:: Trecho selecionado ::
Ao dizer que este filho do homem “vinha se aproximando”, Daniel está vendo e profetizando o como está se dando o andar final, o perfazer-se, o consumar-se da Humanidade, o vir-a-ser do ser filho do homem. O humano de cada pessoa, bem como de todo um povo, de toda a humanidade não existe pronto, feito, nem dá saltos. Mas, de situação em situação, de perseguição em perseguição vai se tornando cada vez mais próximo de sua identidade, do seu fim.

Na visão cristã da história do mundo, a sua meta, o seu fim consiste na união de Deus com a Humanidade, de modo tão íntimo, que é como a união da cabeça com o corpo. Cristo-cabeça e humanidade-corpo formam uma unidade íntima, muito mais íntima que a comunhão entre esposo/esposa. Assim, pela encarnação, o Filho de Deus se faz Filho do Homem e os filhos dos homens podem se tornar, enfim, plenamente, filhos de Deus. Pela sua morte-ressurreição, Ele já realizou em plenitude este desígnio do Pai, esta obra. Em nós, porém, seu corpo, ainda está em caminho, em busca.

 O filho do homem, então, “aproximando-se do Ancião de muitos dias, foi conduzido à sua presença”. O velho, o ancião sempre foi tido como figura não só da longevidade, mas também da eternidade, figura Daquele que não está sujeito às limitações do tempo; Daquele que existe antes de todas as origens porque ele é a origem de todas elas. Em termos teológicos, o Filho do Homem, Jesus Cristo, tendo perseverado fiel à vontade do Pai até a morte e morte de Cruz, com sua ressurreição e ascensão foi reconduzido à sua presença: à presença Daquele que é o princípio de todas as coisas, de toda a humanidade e de toda a sua história.

Daniel, assim, está prevendo e anunciando a mensagem central que mais tarde ocupará o coração de toda a Boa Nova de Jesus: O Reino de Deus, o Reino do Pai, o Reino dos céus do qual Ele, Jesus, será o Rei. O Reino de Cristo, o Crucificado, aquele que se esvaziou e se rebaixou até os abismos da condição humana, e se fez servo de tudo e de todos, é um reino universal sem fim:

“E lhe foi dada soberania, glória e realeza: as pessoas de todos os povos, nações e línguas o serviam. Sua soberania é uma soberania eterna, que não passará, e sua realeza, uma realeza que jamais será destruída”. Aquele que mais se rebaixou, que mais se humilhou, que desceu mais fundo, será, pois, o fundamento, o excelso, o mais honrado, o mais sublime, de toda a humanidade, de toda a história, de todo o universo criado. Desde a Cruz ele reinará.

:: Tarefas do exercício ::
1. Transcreva uma parte do trecho sobre a visão de Daniel, começando pelas palavras "Na visão cristã" e parando depois de "caminho, em busca.".
2. Segundo o trecho, em que consiste a meta da história do mundo na visão cristã?
Baseie-se somente no trecho selecionado.

:: Material ::
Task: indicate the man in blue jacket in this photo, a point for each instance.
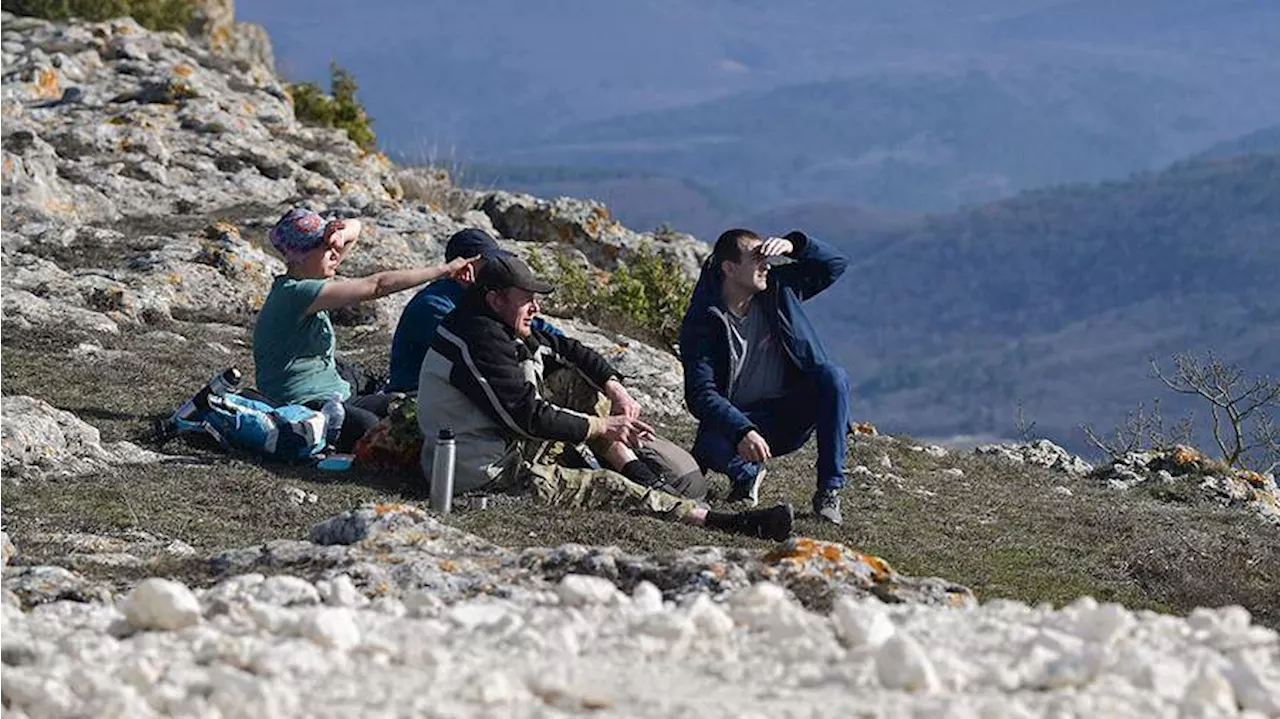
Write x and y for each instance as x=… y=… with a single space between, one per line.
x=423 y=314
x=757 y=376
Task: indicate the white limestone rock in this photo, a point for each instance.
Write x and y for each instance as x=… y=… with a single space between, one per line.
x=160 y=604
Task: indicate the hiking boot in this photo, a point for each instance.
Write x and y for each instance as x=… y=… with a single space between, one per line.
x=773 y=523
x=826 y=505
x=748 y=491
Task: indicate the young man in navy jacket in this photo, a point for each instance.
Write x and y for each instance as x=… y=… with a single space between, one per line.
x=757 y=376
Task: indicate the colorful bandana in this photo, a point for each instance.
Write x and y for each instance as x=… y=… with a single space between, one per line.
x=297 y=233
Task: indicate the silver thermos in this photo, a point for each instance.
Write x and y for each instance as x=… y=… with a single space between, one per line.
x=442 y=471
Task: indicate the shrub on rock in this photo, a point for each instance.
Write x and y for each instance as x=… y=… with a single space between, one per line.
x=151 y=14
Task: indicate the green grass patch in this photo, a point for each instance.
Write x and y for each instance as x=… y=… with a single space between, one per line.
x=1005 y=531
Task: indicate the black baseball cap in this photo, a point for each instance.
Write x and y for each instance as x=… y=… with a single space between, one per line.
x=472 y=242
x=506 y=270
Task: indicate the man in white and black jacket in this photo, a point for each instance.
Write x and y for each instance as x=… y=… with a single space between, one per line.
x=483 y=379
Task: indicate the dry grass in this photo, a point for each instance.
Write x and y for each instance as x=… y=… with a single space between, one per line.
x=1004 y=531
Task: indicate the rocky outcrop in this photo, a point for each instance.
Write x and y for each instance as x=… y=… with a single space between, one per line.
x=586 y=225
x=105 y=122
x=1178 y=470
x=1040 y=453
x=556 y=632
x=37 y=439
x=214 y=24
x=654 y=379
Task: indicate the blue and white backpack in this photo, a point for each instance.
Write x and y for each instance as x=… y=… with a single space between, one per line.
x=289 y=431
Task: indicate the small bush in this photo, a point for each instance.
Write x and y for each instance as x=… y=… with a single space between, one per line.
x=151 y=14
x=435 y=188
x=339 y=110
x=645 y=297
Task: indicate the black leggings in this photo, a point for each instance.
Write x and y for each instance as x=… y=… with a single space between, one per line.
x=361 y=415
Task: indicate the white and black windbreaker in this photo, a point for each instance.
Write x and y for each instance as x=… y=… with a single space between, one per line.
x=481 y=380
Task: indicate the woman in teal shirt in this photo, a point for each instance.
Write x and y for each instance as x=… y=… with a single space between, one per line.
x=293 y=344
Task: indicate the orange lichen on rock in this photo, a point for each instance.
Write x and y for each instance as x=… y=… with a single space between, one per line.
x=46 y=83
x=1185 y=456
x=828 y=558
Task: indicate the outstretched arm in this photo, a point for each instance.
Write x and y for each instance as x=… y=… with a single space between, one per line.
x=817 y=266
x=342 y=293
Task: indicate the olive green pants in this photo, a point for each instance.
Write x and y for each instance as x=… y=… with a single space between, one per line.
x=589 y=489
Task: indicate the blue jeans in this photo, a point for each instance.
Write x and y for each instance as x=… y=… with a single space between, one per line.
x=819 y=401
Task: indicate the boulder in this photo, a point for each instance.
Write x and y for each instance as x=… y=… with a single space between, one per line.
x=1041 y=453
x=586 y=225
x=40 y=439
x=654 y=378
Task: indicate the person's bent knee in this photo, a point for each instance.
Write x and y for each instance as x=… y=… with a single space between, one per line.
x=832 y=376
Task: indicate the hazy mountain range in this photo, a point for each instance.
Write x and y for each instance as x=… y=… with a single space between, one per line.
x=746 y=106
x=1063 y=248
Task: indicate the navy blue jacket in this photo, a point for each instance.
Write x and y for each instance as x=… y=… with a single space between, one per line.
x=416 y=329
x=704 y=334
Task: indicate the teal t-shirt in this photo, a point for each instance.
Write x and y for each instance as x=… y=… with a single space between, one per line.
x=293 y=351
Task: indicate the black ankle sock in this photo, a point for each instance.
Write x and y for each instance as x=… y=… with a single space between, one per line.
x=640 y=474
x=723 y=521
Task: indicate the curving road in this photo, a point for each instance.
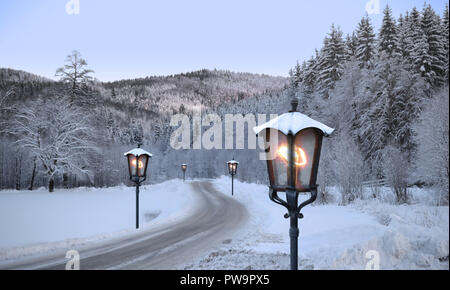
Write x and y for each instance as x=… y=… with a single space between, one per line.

:: Respostas por tarefa ::
1.
Na visão cristã da história do mundo, a sua meta, o seu fim consiste na união de Deus com a Humanidade, de modo tão íntimo, que é como a união da cabeça com o corpo. Cristo-cabeça e humanidade-corpo formam uma unidade íntima, muito mais íntima que a comunhão entre esposo/esposa. Assim, pela encarnação, o Filho de Deus se faz Filho do Homem e os filhos dos homens podem se tornar, enfim, plenamente, filhos de Deus. Pela sua morte-ressurreição, Ele já realizou em plenitude este desígnio do Pai, esta obra. Em nós, porém, seu corpo, ainda está em caminho, em busca.

2. Consiste na união de Deus com a Humanidade, de modo tão íntimo que é como a união da cabeça com o corpo.